Skip the images and print the listing exactly.
══ Exercise input
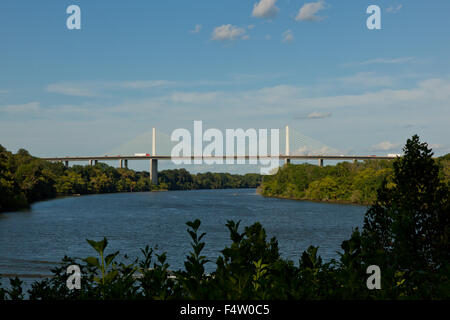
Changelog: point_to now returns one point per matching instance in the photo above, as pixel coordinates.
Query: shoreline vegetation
(25, 179)
(343, 183)
(401, 252)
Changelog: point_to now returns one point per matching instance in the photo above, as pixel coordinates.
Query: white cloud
(265, 9)
(228, 32)
(393, 9)
(288, 36)
(385, 146)
(366, 79)
(194, 97)
(197, 29)
(319, 115)
(143, 84)
(380, 61)
(309, 10)
(92, 89)
(72, 89)
(31, 107)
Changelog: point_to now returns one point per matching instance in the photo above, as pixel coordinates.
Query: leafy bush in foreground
(406, 233)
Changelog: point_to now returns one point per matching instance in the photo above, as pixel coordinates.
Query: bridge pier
(154, 162)
(154, 171)
(287, 161)
(320, 162)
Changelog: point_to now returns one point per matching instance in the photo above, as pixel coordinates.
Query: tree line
(345, 182)
(25, 179)
(406, 233)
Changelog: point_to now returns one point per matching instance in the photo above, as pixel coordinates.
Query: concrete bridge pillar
(320, 162)
(287, 160)
(154, 171)
(154, 162)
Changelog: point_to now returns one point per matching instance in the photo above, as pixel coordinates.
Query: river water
(31, 242)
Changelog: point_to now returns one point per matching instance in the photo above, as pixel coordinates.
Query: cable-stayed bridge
(303, 148)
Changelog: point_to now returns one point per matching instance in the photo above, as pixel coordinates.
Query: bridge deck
(281, 157)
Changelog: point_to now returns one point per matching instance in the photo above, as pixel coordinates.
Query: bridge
(153, 158)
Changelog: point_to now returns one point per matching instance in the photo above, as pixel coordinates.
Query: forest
(345, 182)
(406, 235)
(25, 179)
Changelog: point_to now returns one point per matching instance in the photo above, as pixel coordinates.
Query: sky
(312, 65)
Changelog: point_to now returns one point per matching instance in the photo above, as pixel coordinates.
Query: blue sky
(235, 63)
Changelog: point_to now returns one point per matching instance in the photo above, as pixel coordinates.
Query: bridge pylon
(154, 162)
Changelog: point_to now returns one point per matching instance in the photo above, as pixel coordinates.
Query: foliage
(345, 182)
(25, 179)
(405, 233)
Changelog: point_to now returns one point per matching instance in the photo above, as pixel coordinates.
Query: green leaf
(110, 258)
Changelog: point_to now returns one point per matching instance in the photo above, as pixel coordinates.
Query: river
(32, 241)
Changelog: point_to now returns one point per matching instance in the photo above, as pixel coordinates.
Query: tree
(408, 227)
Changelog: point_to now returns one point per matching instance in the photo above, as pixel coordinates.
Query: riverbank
(344, 183)
(25, 180)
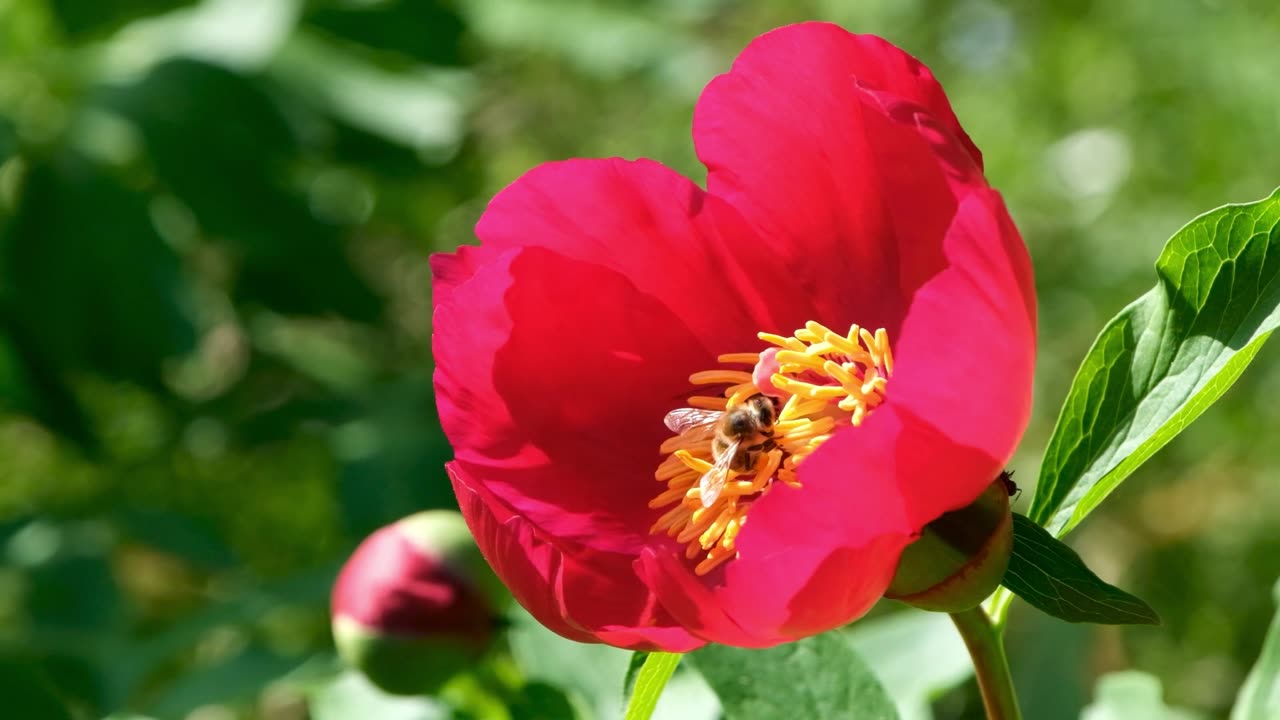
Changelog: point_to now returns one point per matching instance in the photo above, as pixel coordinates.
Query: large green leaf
(918, 656)
(1052, 578)
(1260, 697)
(1164, 359)
(818, 677)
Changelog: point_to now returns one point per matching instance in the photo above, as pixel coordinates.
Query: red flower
(841, 190)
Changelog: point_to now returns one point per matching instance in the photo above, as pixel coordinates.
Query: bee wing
(688, 418)
(712, 482)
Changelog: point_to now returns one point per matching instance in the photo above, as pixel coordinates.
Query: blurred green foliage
(215, 309)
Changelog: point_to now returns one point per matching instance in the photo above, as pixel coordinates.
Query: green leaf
(918, 656)
(654, 673)
(1052, 578)
(1164, 359)
(590, 674)
(818, 677)
(1132, 696)
(1260, 696)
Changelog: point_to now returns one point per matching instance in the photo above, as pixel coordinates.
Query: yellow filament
(824, 381)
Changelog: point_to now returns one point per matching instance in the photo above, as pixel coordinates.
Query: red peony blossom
(848, 226)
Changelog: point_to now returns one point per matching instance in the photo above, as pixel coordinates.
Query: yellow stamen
(826, 382)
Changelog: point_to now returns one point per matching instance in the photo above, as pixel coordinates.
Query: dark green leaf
(28, 693)
(80, 241)
(1260, 697)
(80, 18)
(818, 677)
(649, 683)
(223, 145)
(1165, 359)
(1052, 578)
(428, 31)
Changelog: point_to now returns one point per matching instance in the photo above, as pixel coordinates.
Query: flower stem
(987, 651)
════
● Answer below:
Changelog: point_to now returns one point per matching instance in the photo above, as pixel coordinates.
Query: shoreline vegetation
(25, 179)
(343, 183)
(401, 252)
Changelog: point_to now returns one point per matching instance in the photo above, as pixel coordinates.
Query: white cloud
(265, 9)
(228, 32)
(393, 9)
(288, 36)
(385, 146)
(366, 79)
(194, 97)
(197, 29)
(319, 115)
(143, 84)
(380, 61)
(309, 10)
(92, 89)
(72, 89)
(31, 107)
Changelog: point_to now returns one point per matching instance in the photo above, as pixel coordinates.
Query: leafy bush in foreground
(406, 233)
Changelog: point_to now returns one point per matching instance in the photo above, as pixel coordinates.
Query: bridge pier
(154, 162)
(154, 171)
(287, 161)
(320, 162)
Changelog: point_to now returns one point per matching instance in the photo above, as pixel coordinates.
Query: tree line
(345, 182)
(25, 179)
(406, 233)
Changelog: point_to now returns one point per matching instance in the photo above, as pixel coordinates.
Query: concrete bridge pillar
(320, 162)
(287, 160)
(154, 171)
(154, 162)
Changelog: point_to now returns one point per matching instance in the photo above, as pixel coordinates.
Query: river water
(31, 242)
Changelog: point_to now returns one point per matching instance in the photo above, as pixel coordinates.
Query: cable-stayed bridge
(303, 148)
Changelog: point_to now returns one point per matching instance in the photo above, as pixel coordinates.
Query: bridge deck
(281, 157)
Changelog: point_to now returns one point per matching instance in the photo above, as pixel coordinates.
Query: bridge
(153, 158)
Changelog: point_to now returns one point per matching instance in the photo above, as pixel coordinates.
Query: forest
(345, 182)
(406, 235)
(25, 179)
Changelog: point_to now returns one point per matching instance in the photo above, as pixel coordinates.
Query: sky
(312, 65)
Changelog: point_to now returns one point per matching instance in the photo above, as pixel coordinates.
Query: blue sky
(235, 63)
Changelog: point_to now returns one point per matching instance in the photo above, as pixel coordinates.
Query: bridge pylon
(154, 162)
Changelog: point_to now returns one point per matching instance in the photo above, as pixel coordinates.
Query: foliage
(345, 182)
(25, 179)
(405, 233)
Changelog: point_to now returns one point per matching instance in the photo above, as pixel coordinates.
Query: green leaf
(110, 258)
Changelog: point_to now returns one point per matching instance in the photo above, as pixel coordinates.
Query: river
(32, 241)
Changelog: point_to now returns one point per matching instance in the photo above, as pixel coordinates.
Query: tree
(408, 227)
Changelog: point_to now returns one point per matching instance in the photo above, as pixel coordinates.
Query: riverbank
(344, 183)
(25, 180)
Changelog: point_to now returns one point per matching instance in the photo above, as pixel coordinates.
Query: large green leaf
(918, 656)
(1052, 578)
(1260, 697)
(1164, 359)
(818, 677)
Changelog: point_to now returns one point per matching instance in the photo above, as pixel coordinates.
Query: red flower
(841, 190)
Changelog: point_to now returns one point per matching instance in the photo above, as pixel coordinates.
Query: bee wing
(688, 418)
(712, 482)
Changelog: point_to now returns one point per matching instance in the photo above, as pixel coordinates.
Query: blurred green foliage
(215, 309)
Changelog: point_to now returns one point per matching instance in the photo above, as pixel coordinates.
Query: green leaf
(918, 656)
(654, 673)
(1052, 578)
(1164, 359)
(590, 674)
(818, 677)
(1132, 696)
(1260, 696)
Changelog: point_to now returns one point per matching instance in the photo above, as pixel coordinates.
Query: yellow filament
(824, 381)
Changelog: point_to now returns one point per matching instance in the photo above, as pixel coordinates.
Query: red peony blossom
(848, 226)
Changelog: point_to now returns one point per matching instance in the photo above, as pixel coordinates.
Query: yellow stamen
(826, 382)
Changelog: point_to now returns one point per matching instance in the photo above, as pixel coordinates.
Query: dark green leaf
(28, 693)
(80, 241)
(1260, 697)
(80, 18)
(818, 677)
(649, 683)
(223, 145)
(1165, 359)
(1052, 578)
(428, 31)
Changelog: point_to now returns one point per matching instance in the photo above, as pixel coordinates.
Query: flower stem
(987, 651)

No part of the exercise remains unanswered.